**WORK INSTRUCTION**
Scan the entries for lines with the word "town", then copy those lines.

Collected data
_ _ _ _
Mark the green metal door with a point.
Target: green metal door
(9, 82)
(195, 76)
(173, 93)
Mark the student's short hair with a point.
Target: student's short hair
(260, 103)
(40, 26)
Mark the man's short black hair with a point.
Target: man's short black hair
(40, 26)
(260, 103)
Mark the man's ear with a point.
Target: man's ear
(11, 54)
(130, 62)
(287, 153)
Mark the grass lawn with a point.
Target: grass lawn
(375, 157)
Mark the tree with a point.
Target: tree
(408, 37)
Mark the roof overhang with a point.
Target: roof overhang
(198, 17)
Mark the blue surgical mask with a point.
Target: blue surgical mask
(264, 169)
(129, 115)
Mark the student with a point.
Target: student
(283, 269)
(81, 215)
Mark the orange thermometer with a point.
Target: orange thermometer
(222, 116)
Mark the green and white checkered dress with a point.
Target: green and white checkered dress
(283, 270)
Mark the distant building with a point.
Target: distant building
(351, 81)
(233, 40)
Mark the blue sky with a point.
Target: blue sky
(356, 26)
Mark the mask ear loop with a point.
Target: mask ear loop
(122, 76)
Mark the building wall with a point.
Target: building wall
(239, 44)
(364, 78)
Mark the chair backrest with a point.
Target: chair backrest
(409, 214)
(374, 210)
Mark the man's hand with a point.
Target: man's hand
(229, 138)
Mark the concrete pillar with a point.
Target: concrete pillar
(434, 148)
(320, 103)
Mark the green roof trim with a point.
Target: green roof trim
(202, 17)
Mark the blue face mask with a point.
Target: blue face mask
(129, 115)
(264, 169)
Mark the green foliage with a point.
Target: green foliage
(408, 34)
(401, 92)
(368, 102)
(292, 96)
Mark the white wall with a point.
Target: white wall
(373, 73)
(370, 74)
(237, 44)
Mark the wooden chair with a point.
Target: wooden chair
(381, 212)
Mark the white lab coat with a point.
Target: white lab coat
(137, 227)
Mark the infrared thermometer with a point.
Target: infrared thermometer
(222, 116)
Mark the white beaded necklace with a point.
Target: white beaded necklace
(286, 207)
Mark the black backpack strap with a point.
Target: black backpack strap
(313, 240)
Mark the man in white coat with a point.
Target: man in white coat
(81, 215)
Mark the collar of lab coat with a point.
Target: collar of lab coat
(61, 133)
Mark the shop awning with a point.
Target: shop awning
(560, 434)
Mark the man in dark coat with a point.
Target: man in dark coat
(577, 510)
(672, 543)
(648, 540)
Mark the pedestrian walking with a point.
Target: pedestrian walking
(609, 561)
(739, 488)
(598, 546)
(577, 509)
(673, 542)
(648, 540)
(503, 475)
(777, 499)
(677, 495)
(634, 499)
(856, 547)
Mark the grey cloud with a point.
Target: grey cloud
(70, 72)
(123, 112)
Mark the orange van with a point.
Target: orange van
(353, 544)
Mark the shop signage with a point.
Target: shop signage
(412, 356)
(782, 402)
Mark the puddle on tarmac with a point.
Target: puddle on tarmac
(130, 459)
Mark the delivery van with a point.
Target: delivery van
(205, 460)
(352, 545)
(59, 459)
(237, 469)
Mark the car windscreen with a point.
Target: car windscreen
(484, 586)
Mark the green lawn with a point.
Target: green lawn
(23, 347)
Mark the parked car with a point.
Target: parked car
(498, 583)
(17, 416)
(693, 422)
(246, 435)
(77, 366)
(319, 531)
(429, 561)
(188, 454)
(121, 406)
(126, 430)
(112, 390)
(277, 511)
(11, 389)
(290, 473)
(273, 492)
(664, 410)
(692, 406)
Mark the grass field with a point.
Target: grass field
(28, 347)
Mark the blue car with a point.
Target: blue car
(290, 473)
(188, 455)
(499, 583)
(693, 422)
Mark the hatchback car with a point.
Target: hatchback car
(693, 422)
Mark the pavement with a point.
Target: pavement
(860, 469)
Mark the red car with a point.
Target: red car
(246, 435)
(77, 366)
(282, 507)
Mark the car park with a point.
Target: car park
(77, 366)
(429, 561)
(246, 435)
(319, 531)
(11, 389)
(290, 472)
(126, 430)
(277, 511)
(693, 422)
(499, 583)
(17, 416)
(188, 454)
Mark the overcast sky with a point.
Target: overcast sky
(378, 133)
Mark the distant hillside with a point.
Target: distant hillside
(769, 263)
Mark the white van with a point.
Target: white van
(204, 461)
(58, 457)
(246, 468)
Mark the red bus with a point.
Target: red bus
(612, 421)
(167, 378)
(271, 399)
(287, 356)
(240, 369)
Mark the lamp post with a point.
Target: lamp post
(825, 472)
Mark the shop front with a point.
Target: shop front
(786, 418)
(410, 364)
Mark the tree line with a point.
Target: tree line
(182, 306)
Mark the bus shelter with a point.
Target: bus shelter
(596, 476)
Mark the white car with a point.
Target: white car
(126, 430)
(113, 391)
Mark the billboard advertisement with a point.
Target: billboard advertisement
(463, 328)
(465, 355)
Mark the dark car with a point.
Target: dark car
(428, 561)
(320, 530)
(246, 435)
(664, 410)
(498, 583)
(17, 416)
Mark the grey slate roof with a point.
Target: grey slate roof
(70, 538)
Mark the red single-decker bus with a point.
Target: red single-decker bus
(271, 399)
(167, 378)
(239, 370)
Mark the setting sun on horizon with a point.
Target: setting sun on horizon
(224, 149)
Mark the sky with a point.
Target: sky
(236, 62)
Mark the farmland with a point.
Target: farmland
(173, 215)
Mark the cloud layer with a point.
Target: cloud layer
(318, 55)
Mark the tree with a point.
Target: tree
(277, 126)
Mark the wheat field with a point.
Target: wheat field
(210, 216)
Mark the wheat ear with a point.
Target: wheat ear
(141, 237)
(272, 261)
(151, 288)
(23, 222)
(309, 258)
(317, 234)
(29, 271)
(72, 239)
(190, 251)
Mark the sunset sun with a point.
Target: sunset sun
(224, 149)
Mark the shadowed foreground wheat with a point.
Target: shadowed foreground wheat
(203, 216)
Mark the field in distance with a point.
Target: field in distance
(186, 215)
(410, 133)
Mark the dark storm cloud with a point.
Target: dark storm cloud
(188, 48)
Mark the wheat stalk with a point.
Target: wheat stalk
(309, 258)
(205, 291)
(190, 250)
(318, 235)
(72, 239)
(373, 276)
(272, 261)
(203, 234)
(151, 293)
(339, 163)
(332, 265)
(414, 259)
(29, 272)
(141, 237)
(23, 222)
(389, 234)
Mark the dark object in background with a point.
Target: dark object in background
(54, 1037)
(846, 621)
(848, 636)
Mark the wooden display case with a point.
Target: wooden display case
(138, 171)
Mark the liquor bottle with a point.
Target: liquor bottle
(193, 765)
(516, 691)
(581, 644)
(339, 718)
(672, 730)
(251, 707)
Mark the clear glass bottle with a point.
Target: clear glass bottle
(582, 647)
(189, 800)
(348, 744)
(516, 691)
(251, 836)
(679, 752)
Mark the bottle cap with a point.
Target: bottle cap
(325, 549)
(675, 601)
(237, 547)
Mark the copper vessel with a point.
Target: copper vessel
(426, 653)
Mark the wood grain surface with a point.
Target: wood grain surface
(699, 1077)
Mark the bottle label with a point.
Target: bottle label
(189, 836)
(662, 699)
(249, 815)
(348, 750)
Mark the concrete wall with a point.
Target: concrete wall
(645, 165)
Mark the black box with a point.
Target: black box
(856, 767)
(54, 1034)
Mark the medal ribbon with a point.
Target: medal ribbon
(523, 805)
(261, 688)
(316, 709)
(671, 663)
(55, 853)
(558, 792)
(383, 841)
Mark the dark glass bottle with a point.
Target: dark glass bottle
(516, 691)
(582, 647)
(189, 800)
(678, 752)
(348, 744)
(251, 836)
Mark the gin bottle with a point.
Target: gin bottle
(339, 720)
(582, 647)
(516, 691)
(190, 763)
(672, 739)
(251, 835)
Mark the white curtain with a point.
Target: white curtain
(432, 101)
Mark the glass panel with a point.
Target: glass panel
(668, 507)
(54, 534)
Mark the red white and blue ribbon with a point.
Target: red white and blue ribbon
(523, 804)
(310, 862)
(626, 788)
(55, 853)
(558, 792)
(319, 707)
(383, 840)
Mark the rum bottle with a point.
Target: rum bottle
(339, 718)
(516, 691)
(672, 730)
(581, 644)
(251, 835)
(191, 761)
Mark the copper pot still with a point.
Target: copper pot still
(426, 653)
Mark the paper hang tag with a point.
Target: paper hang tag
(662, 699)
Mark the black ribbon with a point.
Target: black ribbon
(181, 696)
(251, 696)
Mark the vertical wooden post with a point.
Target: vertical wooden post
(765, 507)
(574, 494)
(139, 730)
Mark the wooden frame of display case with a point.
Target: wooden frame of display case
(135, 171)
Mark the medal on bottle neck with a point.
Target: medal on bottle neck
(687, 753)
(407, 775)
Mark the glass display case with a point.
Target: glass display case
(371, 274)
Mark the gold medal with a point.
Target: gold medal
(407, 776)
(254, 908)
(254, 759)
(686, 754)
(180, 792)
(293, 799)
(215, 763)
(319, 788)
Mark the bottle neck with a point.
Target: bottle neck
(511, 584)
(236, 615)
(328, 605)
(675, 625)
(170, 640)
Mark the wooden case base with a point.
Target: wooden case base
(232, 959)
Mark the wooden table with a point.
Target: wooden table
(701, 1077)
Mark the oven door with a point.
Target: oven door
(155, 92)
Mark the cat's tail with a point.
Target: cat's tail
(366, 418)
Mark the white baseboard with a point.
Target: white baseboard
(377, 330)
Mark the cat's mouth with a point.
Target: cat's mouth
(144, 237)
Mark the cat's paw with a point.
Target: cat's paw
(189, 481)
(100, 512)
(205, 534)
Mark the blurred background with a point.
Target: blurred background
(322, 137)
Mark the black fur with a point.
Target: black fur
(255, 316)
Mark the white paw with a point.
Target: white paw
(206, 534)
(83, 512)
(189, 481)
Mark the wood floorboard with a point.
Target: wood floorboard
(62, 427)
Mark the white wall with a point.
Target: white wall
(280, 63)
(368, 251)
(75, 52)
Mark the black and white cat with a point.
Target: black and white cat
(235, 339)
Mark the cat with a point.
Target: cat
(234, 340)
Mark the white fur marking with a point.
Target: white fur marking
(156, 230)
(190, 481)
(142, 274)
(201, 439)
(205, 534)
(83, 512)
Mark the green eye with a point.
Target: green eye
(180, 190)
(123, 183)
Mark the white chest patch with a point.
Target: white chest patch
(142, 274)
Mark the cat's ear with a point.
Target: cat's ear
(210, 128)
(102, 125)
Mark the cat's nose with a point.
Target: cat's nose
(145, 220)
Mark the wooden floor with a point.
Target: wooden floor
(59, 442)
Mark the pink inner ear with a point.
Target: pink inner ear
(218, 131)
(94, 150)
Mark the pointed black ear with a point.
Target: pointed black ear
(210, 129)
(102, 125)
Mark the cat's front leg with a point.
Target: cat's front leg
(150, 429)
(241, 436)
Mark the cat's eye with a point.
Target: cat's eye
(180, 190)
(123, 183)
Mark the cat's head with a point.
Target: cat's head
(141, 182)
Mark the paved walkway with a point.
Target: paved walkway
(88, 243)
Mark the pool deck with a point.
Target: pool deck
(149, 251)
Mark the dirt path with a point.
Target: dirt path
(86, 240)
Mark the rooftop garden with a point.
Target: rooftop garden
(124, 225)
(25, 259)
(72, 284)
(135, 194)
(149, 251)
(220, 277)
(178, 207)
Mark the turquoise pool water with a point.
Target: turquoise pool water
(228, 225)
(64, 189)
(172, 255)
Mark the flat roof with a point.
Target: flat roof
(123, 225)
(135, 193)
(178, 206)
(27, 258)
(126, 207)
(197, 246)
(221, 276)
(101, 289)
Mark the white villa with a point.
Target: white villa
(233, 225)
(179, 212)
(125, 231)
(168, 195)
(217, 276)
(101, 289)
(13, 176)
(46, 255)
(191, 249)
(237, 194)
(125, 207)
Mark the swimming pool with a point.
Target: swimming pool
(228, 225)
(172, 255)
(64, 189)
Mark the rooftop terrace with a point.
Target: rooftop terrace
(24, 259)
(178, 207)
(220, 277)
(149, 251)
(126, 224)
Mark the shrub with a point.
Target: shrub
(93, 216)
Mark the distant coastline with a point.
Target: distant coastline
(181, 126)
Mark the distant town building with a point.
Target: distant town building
_ _ _ _
**ANSWER AREA**
Mark the distant town building with a point.
Target: distant town building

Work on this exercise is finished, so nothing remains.